Dataset entries
--- START ---
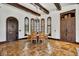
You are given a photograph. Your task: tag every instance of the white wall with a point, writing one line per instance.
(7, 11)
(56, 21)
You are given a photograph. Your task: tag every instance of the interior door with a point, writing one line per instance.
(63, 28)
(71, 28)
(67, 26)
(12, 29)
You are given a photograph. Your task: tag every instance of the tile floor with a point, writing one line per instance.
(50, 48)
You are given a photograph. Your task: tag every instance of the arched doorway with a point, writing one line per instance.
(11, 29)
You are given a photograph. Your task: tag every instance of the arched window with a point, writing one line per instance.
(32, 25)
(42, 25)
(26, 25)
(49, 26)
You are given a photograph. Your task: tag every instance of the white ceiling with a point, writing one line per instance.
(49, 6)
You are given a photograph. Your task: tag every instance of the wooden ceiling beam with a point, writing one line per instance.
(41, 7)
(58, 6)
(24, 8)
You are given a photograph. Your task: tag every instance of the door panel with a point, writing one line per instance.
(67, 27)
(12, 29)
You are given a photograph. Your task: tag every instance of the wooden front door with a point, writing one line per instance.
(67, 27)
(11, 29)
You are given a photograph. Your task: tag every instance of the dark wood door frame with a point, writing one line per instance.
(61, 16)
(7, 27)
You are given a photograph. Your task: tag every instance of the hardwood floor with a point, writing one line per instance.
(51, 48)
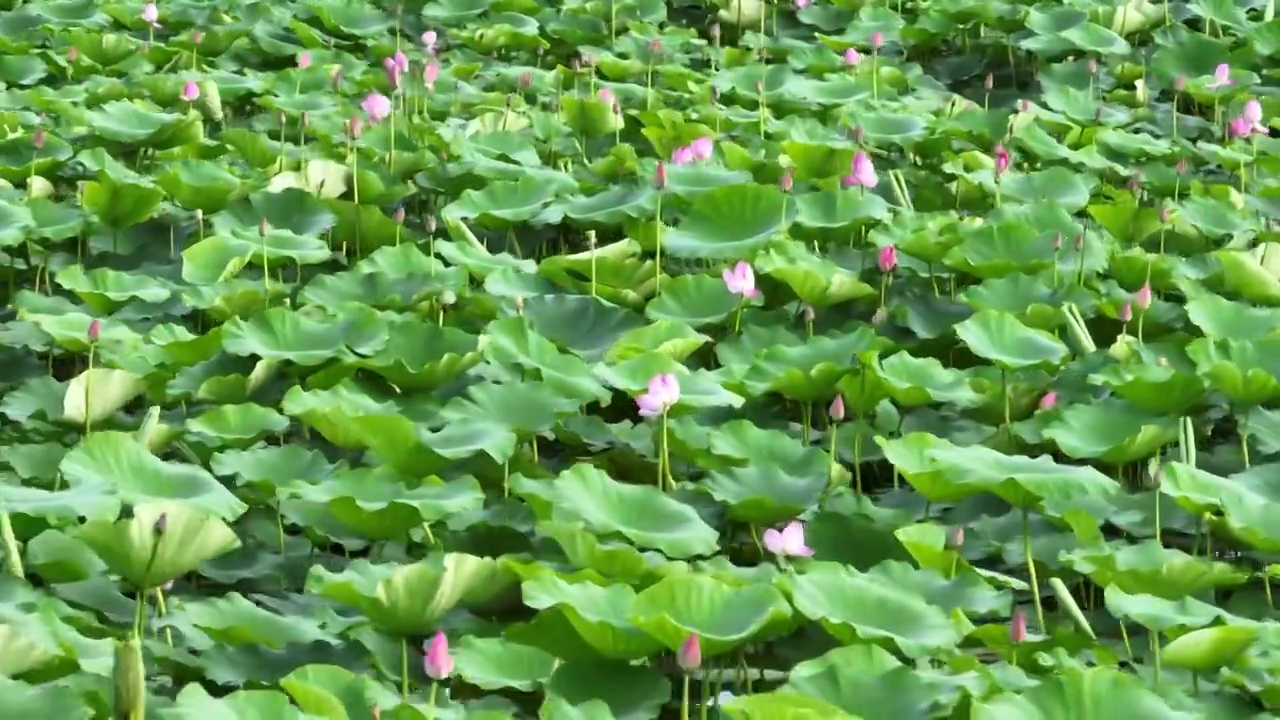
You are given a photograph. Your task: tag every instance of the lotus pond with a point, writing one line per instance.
--- END ---
--- START ---
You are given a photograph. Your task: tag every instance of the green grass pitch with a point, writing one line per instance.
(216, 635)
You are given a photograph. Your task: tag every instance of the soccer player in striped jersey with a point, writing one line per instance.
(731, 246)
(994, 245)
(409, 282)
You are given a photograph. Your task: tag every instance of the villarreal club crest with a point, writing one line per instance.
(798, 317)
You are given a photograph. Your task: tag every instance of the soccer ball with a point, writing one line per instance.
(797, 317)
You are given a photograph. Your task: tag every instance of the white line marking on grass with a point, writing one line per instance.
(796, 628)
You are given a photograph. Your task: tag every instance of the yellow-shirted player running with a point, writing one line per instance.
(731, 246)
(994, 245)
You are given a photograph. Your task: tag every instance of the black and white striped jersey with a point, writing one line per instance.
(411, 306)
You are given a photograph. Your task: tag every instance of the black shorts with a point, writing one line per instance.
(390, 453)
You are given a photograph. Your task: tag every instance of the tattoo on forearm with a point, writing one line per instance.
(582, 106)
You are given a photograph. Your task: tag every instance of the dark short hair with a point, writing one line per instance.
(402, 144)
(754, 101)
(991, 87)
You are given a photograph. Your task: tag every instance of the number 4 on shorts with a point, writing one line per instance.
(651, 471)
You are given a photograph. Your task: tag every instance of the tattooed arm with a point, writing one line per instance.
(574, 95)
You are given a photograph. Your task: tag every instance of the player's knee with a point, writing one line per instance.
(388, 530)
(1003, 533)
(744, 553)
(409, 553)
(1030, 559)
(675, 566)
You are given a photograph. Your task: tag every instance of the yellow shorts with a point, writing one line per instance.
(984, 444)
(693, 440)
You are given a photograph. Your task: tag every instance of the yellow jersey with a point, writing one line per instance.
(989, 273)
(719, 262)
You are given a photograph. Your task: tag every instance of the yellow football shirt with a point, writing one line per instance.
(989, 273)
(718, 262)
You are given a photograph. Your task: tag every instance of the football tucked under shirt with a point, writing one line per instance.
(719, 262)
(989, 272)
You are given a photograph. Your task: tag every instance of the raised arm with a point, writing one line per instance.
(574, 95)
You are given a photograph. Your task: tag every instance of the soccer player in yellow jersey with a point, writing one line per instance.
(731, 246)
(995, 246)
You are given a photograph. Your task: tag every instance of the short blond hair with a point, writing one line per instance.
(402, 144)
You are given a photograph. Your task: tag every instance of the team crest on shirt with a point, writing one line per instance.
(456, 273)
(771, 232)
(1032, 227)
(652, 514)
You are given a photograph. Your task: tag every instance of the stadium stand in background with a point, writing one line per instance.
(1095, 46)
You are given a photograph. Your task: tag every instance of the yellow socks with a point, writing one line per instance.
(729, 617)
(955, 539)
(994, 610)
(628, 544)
--- END ---
--- START ---
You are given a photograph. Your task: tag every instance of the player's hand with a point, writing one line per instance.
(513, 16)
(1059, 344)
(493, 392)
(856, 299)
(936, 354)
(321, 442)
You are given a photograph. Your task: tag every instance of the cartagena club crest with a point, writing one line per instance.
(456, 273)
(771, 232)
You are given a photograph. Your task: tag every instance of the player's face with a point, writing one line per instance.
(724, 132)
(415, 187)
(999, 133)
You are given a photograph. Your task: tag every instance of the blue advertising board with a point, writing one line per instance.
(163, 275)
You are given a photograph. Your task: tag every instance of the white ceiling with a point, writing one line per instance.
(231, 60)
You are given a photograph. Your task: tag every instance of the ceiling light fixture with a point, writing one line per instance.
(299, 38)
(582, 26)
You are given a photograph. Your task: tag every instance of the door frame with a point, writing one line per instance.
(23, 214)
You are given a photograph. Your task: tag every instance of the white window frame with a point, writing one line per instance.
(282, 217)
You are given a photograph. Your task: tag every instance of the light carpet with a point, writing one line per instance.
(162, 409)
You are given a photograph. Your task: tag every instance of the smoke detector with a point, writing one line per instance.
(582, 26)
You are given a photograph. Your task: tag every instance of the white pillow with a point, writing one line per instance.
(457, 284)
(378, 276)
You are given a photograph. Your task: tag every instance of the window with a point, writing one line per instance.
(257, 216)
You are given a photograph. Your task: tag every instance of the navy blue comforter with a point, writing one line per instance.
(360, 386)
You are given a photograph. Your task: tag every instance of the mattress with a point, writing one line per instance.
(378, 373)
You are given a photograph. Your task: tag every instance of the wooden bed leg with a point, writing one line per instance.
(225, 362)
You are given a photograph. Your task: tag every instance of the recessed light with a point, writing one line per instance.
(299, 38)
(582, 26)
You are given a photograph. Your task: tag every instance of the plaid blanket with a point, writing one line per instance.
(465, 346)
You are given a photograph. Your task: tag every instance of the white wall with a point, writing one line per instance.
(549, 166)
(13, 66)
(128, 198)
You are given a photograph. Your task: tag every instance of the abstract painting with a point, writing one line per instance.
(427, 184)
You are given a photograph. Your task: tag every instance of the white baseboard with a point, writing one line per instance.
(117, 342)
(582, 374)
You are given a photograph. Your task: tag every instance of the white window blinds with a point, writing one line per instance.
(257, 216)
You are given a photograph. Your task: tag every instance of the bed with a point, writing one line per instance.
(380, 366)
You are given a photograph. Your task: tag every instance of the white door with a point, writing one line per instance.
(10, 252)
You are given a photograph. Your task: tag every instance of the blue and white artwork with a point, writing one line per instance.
--- END ---
Write out word for word the lines above that run from the one with "the wooden ceiling" to the one with "of the lotus". Include both end lines; exclude the images.

You are given a photograph. Your task: tag every instance of the wooden ceiling beam with a point, writing one line per instance.
(41, 7)
(58, 6)
(24, 8)
You are given a photograph. Your task: tag every instance of the door panel with a point, writing one line per instance.
(67, 27)
(12, 29)
You are given a photograph. Your task: tag every instance of the wooden front door with a point, writing one line per instance.
(67, 27)
(11, 29)
You are given a photograph. Your task: tag every instance of the dark wood door frame with a point, writing one line per instance.
(61, 16)
(7, 27)
You are given a photograph. Your task: tag every instance of the hardwood floor with a point, writing one line per instance.
(51, 48)
You are given a photograph. Your task: tag every instance of the lotus pond with a point, writing one line per instance.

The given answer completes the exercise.